── Text excerpt ──
As we can see, the Callback type has 3 constructors: Require for preconditions, Update for state updates, and Ensure for assertions.

Require is a predicate on the current state and input that checks if it still makes sense to run a command. This is important when shrinking. As with regular properties, if hedgehog finds a test failure in a state test it will attempt to shrink inputs and find a minimal example. In doing so, hedgehog will shrink both the values used in each input as well as the sequence of commands it runs. It follows that if the list of commands changes, then the state is likely to change. Given generators are only run once at the beginning of the test, and not before each shrink, checks performed in the generator using an old state may no longer be valid when shrinking. This is why we must check that it’s still valid to run each command before testing a shrink. You’ll notice as we progress that there is often a close relationship between the logic in command generators and Require callbacks, and this is why.
───
What you need to do
1 > Could you condense the paragraph that begins "Require is a predicate" in the passage on hedgehog callbacks into a short bulleted list that keeps its main points?
2 > How would the passage on hedgehog callbacks go on after its last sentence? Continue it from that point.
── Provided information ──
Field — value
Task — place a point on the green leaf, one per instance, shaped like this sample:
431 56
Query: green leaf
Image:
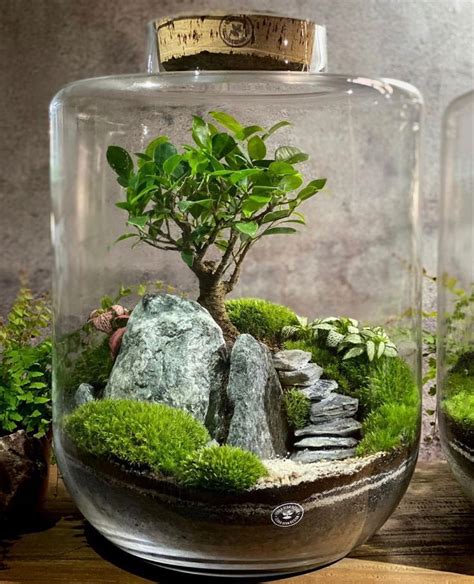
139 221
275 128
276 215
222 144
200 132
370 347
187 257
120 161
290 183
256 148
162 152
249 228
227 121
311 189
282 168
279 230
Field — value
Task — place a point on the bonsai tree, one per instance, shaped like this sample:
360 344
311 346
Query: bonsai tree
213 200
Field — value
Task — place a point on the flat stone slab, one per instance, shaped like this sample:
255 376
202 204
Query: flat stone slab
342 427
321 389
306 376
291 359
326 442
308 456
334 406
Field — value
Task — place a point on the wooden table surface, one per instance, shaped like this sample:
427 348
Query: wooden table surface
429 539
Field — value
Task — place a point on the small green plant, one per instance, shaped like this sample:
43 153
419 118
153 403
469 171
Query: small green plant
297 407
391 426
141 434
25 366
213 200
460 406
345 336
222 468
262 319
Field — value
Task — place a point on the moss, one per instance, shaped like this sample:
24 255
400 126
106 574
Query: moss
262 319
297 407
390 426
142 434
222 468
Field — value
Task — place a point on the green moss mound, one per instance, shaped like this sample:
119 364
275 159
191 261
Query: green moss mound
141 434
297 407
222 468
262 319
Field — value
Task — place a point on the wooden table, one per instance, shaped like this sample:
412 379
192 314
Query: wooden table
429 539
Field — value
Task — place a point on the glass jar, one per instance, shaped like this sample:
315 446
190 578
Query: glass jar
456 294
237 312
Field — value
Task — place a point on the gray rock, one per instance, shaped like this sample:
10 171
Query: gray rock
326 442
333 406
291 359
84 394
171 353
308 456
321 389
305 376
342 427
255 395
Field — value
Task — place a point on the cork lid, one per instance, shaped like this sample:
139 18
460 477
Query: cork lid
236 42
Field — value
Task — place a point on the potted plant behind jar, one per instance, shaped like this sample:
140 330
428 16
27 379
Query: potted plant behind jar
25 403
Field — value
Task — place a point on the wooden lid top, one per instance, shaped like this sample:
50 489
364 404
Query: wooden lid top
235 42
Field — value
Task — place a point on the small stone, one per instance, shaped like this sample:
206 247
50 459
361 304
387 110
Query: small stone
305 376
84 394
309 456
342 427
321 389
291 359
333 406
326 442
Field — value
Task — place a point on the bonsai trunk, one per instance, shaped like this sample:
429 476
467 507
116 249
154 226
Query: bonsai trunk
212 293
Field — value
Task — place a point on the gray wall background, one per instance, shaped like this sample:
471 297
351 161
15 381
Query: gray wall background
47 43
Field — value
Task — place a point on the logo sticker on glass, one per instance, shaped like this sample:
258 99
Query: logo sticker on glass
287 515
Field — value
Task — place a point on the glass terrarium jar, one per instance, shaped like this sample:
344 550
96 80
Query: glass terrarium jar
237 304
456 294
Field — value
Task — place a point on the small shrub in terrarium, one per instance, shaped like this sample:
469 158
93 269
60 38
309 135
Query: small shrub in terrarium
201 404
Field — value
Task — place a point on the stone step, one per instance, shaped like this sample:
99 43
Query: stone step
326 442
341 427
333 406
291 359
321 389
305 376
308 456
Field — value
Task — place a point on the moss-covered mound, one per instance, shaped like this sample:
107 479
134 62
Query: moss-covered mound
262 319
222 468
141 434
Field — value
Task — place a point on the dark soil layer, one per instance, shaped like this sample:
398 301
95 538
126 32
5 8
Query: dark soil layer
192 529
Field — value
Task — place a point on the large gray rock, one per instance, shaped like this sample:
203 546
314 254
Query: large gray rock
326 442
308 456
333 406
342 427
305 376
171 353
258 422
320 389
291 359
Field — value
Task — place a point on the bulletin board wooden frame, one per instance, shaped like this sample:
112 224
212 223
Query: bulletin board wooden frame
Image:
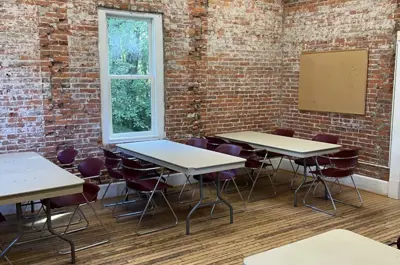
334 81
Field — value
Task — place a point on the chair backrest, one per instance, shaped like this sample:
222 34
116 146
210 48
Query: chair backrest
91 191
326 138
197 142
230 149
345 159
284 132
247 150
112 160
2 218
214 142
67 156
90 167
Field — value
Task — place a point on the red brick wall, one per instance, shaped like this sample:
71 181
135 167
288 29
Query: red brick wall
229 65
222 69
334 25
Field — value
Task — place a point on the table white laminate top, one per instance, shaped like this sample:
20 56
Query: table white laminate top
336 247
280 144
182 158
28 176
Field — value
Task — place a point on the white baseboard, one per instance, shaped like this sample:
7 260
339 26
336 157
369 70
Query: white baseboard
377 186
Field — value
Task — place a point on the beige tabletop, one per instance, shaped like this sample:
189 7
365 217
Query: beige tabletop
182 158
336 247
284 145
28 176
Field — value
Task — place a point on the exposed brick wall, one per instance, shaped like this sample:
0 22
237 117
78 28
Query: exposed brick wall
222 63
244 51
229 65
334 25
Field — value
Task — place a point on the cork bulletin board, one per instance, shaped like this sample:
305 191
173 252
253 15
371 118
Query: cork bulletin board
334 81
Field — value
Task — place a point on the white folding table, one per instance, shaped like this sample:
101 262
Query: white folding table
331 248
188 160
286 146
28 177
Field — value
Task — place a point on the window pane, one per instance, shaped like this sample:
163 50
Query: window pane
128 45
131 105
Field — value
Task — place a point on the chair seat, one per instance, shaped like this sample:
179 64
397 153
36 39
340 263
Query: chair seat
90 190
223 175
146 185
2 218
334 172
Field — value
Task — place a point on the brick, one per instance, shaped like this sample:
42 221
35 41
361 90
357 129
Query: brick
229 66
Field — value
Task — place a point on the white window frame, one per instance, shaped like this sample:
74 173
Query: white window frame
156 74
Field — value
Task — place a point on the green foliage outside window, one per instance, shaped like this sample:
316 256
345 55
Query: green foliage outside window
128 51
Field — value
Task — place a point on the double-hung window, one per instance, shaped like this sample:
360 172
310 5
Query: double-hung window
131 75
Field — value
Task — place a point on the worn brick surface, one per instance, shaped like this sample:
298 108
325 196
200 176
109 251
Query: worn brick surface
221 69
336 25
229 65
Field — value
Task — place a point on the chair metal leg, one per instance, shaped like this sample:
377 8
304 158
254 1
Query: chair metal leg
124 201
49 226
105 192
198 204
20 231
41 237
241 197
5 257
320 178
137 230
294 178
258 175
101 223
302 182
358 195
183 190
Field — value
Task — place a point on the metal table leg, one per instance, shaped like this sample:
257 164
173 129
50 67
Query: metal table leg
196 206
20 231
50 228
302 182
201 204
224 201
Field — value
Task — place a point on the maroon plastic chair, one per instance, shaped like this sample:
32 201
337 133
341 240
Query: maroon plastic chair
111 160
3 219
342 165
87 197
214 142
310 162
226 175
90 168
66 157
141 180
196 142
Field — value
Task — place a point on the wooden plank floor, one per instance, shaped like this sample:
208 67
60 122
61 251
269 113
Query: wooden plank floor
───
Answers to the problems
1 >
- Require is a predicate on the current state and input that checks whether running a command still makes sense.
- It matters during shrinking. After a test failure, hedgehog shrinks both the input values and the sequence of commands to find a minimal example.
- Changing the list of commands is likely to change the state.
- Generators run only once, at the start of the test, so checks they made against an old state may no longer hold during shrinking.
- Each command must therefore be checked for validity before a shrink is tested. This is why command generators and Require callbacks often share similar logic.

2 >
Update is used to update the state we’re tracking in our tests. Given the old state, the input, and the output, it produces a new state.

Finally, Ensure is used to make assertions once a command has run. Given the old and new states, the input, and the output, it specifies a Test (). That is to say, it tests our expectations about how the state relates to the output from the application.

The astute reader might have noticed that the v type parameter we saw earlier in our state and input types gets fixed to Symbolic or Concrete in some of these types. For reasons that will be made clear in the next post, we still don’t need to care about this yet.

Register first Commands

We’ve got enough pieces to write our first state machine property now: we’ve defined the model state, we’ve defined our inputs, and now we can define the Commands that tell hedgehog what to do with them.

cRegisterFirst

Here’s our first Command. It tries to register the first user and expects it to succeed.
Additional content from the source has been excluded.